Records supplied >>

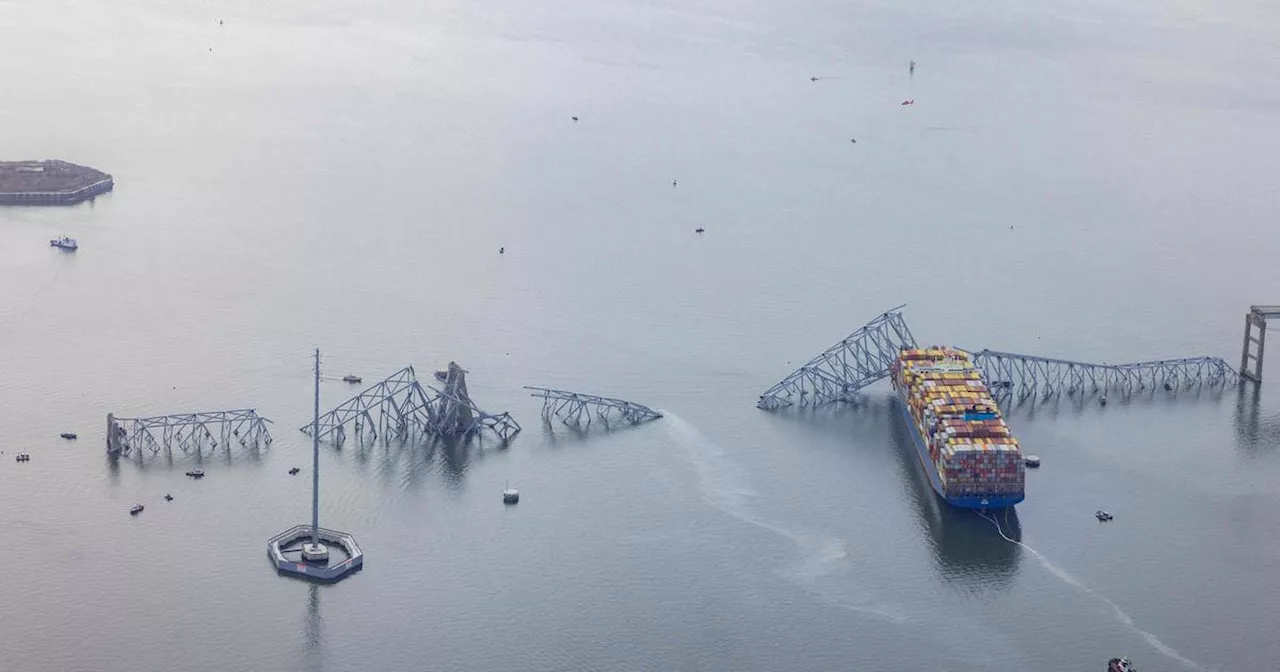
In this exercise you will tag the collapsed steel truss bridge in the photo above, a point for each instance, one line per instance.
(571, 407)
(188, 432)
(1020, 376)
(402, 407)
(867, 355)
(859, 360)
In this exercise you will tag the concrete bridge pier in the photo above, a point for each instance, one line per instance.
(1255, 341)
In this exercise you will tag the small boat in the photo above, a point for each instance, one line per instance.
(1120, 664)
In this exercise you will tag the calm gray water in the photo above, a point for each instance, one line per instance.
(341, 176)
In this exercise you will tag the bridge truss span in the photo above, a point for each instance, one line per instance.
(401, 406)
(860, 359)
(188, 432)
(572, 407)
(1027, 375)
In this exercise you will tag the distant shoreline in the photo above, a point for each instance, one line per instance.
(50, 182)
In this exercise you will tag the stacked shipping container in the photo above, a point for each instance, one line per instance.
(970, 448)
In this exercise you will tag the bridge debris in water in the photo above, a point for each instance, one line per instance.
(400, 406)
(571, 407)
(188, 432)
(859, 360)
(865, 356)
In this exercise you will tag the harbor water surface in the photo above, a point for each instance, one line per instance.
(1092, 182)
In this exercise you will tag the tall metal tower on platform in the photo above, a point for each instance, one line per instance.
(315, 551)
(311, 542)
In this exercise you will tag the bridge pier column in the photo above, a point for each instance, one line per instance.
(1251, 355)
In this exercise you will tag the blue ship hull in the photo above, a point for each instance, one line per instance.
(922, 451)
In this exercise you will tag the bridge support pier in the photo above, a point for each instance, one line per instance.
(1255, 341)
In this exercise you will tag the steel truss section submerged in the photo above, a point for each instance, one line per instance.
(1014, 375)
(400, 406)
(571, 407)
(859, 360)
(188, 432)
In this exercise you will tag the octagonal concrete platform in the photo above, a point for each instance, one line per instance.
(315, 571)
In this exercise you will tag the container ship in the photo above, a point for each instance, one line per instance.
(965, 448)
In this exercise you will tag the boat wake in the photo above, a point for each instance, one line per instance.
(727, 487)
(1119, 613)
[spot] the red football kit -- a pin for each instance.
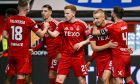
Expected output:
(118, 32)
(19, 29)
(71, 34)
(103, 58)
(53, 46)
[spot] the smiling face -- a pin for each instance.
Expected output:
(99, 18)
(45, 12)
(69, 14)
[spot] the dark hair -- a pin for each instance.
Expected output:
(23, 3)
(72, 7)
(11, 11)
(47, 6)
(119, 11)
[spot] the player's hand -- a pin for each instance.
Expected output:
(130, 50)
(31, 51)
(1, 54)
(88, 64)
(77, 46)
(112, 44)
(46, 25)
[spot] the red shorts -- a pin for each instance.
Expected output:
(19, 65)
(69, 61)
(101, 66)
(121, 66)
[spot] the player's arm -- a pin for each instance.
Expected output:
(3, 52)
(5, 34)
(96, 48)
(77, 46)
(54, 33)
(90, 60)
(40, 33)
(95, 31)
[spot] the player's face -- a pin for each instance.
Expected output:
(45, 13)
(112, 16)
(98, 19)
(69, 14)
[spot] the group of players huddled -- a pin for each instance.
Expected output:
(65, 40)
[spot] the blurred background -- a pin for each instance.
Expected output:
(85, 10)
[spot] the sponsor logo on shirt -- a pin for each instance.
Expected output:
(73, 34)
(104, 3)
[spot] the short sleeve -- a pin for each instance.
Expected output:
(33, 25)
(59, 27)
(107, 29)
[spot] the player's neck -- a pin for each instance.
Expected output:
(49, 19)
(103, 24)
(72, 20)
(22, 13)
(118, 19)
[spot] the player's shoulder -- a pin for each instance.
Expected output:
(55, 21)
(62, 22)
(81, 22)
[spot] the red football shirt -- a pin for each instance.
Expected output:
(118, 32)
(19, 29)
(50, 42)
(101, 40)
(72, 33)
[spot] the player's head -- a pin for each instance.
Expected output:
(46, 11)
(99, 17)
(10, 12)
(23, 5)
(118, 12)
(70, 11)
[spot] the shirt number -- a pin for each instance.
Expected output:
(16, 33)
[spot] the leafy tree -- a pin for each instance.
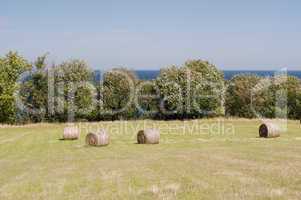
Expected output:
(34, 92)
(118, 93)
(73, 90)
(239, 95)
(191, 91)
(11, 67)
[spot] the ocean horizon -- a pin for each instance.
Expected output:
(228, 74)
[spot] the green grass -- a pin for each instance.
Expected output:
(191, 163)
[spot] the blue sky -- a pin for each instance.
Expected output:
(233, 34)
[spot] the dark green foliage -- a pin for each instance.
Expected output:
(118, 93)
(251, 96)
(11, 67)
(67, 92)
(191, 91)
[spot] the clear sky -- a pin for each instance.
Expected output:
(150, 34)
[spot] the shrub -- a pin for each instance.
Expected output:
(118, 93)
(239, 96)
(191, 91)
(11, 67)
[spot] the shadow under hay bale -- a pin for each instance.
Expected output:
(148, 136)
(71, 133)
(101, 138)
(269, 130)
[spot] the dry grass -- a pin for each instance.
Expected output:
(191, 162)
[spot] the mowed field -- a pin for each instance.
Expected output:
(201, 159)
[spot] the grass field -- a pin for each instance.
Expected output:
(205, 159)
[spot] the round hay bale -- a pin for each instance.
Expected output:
(101, 138)
(148, 136)
(269, 130)
(71, 133)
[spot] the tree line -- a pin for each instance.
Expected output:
(36, 92)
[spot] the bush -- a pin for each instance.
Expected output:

Try it >> Copy the listing exactly. No images belong in the copy.

Answer for this exercise >>
In this exercise you will tag the collapsed steel truss bridge in the photo above, a point for each instance, one line per instance.
(571, 407)
(188, 432)
(1020, 376)
(402, 407)
(867, 355)
(859, 360)
In this exercise you will tag the concrete bridge pier in the photo above, a point for each instance, one line per instance.
(1255, 341)
In this exercise you will tag the small boat in the photo above, a point for each instance, one line per instance.
(1120, 664)
In this exercise you will tag the calm gray water in the photo above, a point for each instance, one line per instance.
(341, 176)
In this exercise you will tag the bridge truss span in the photo above, a point for each instance, one line per instance.
(401, 406)
(860, 359)
(188, 432)
(572, 407)
(1027, 375)
In this exercise you will tag the distant shoreline in the photo above, a point for each instance, one line per instance.
(50, 182)
In this exercise you will tag the stacked shipping container in the photo above, a point for each instance, one line per instance.
(970, 448)
In this exercise you will tag the bridge debris in water in the photo above, a point for each instance, one line per instance.
(400, 406)
(571, 407)
(188, 432)
(859, 360)
(865, 356)
In this exercise you will tag the harbor water surface in the photo above, a point for each instance, one line per instance.
(1092, 182)
In this exercise you will tag the tall metal tower on platform in the photo above, a point for each instance, one line per instance.
(315, 551)
(311, 542)
In this exercise you will tag the bridge pier column in the photo above, a point for each instance, one line per instance.
(1251, 355)
In this exercise you will tag the blue ship hull in the photo above, a point for each instance, one line per instance.
(922, 451)
In this exercise you will tag the bridge support pier in the photo above, a point for each instance, one line per instance.
(1255, 341)
In this exercise you will tag the steel truss section submerged in the photo above, a point for each instance, one line per instance.
(1014, 375)
(400, 406)
(571, 407)
(859, 360)
(188, 432)
In this exercise you will tag the octagonal concrete platform in the photo above, a point for each instance, one line per instance.
(315, 571)
In this exercise you will tag the container ship in the photo above, a point for each instance, one line per instance.
(965, 448)
In this exercise you will tag the boat wake in the photo above, a point for each instance, one line per instance.
(727, 487)
(1119, 613)
[spot] the red football kit -- a pin for each instance.
Expected output:
(118, 32)
(19, 29)
(71, 34)
(103, 58)
(53, 46)
[spot] the smiling face -- a pin for each instance.
Expected output:
(99, 18)
(45, 12)
(69, 14)
[spot] the dark hair -- a pin for each instance.
Expected output:
(23, 3)
(72, 7)
(11, 11)
(47, 6)
(119, 11)
[spot] the player's hand -- a pin for each instance.
Expected output:
(130, 50)
(31, 51)
(1, 54)
(88, 64)
(77, 46)
(112, 44)
(46, 25)
[spot] the red shorts -- a pin for each instance.
Expected output:
(19, 65)
(69, 61)
(101, 66)
(121, 66)
[spot] the player's arm -- a pin for each instance.
Expected output:
(3, 52)
(5, 34)
(96, 48)
(77, 46)
(54, 33)
(90, 60)
(40, 33)
(95, 31)
[spot] the player's face -- a pin for each instance.
Expected output:
(45, 13)
(112, 16)
(98, 19)
(69, 14)
[spot] the group of players huddled -- a pin for each instance.
Expected output:
(65, 40)
[spot] the blurred background -- a pin for each instance.
Expected output:
(85, 10)
[spot] the sponsor logo on shirt -- a pin for each instance.
Expected output:
(73, 34)
(104, 3)
[spot] the short sleeve -- a pin for each instance.
Expected output:
(33, 25)
(59, 27)
(107, 29)
[spot] the player's neck -- a pin for each instance.
Expected output:
(49, 19)
(103, 24)
(72, 20)
(22, 13)
(118, 19)
[spot] the player's shoulder -- a pin for each instance.
Expected output:
(55, 21)
(62, 22)
(81, 22)
[spot] the red football shirt -- a pin for each instance.
Expected output:
(118, 32)
(19, 29)
(50, 42)
(101, 40)
(72, 33)
[spot] the player's head -- a pin for each instance.
Expected output:
(46, 11)
(99, 17)
(10, 12)
(23, 5)
(118, 12)
(70, 11)
[spot] the shirt number -- a pin for each instance.
Expected output:
(16, 33)
[spot] the leafy tree -- a pin for each instance.
Expected output:
(34, 92)
(118, 93)
(73, 90)
(239, 95)
(191, 91)
(11, 67)
[spot] the ocean horizon -- a pin for each instance.
Expected output:
(228, 74)
[spot] the green grass -- a pin for each instance.
Expected output:
(191, 163)
[spot] the blue sky -- a pin for each instance.
Expected output:
(233, 34)
[spot] the dark green foliage -- a pin for each instance.
Expected output:
(118, 93)
(251, 96)
(11, 67)
(67, 92)
(191, 91)
[spot] the clear sky -- a pin for each instance.
Expected output:
(150, 34)
[spot] the shrub -- a pin for each instance.
Expected output:
(118, 93)
(239, 96)
(191, 91)
(11, 67)
[spot] the shadow under hay bale -- a pin for each instance.
Expected output:
(148, 136)
(71, 133)
(101, 138)
(269, 130)
[spot] the dry grass -- a pin for each instance.
Expected output:
(191, 162)
[spot] the mowed field -- a pin for each instance.
Expected output:
(201, 159)
[spot] the grass field -- a pin for each instance.
Expected output:
(205, 159)
[spot] the round hay bale -- a pin for each instance.
Expected output:
(101, 138)
(148, 136)
(269, 130)
(71, 133)
[spot] the tree line -- a pin for each instance.
Expected output:
(36, 92)
[spot] the bush -- a pin for each instance.
Expected output:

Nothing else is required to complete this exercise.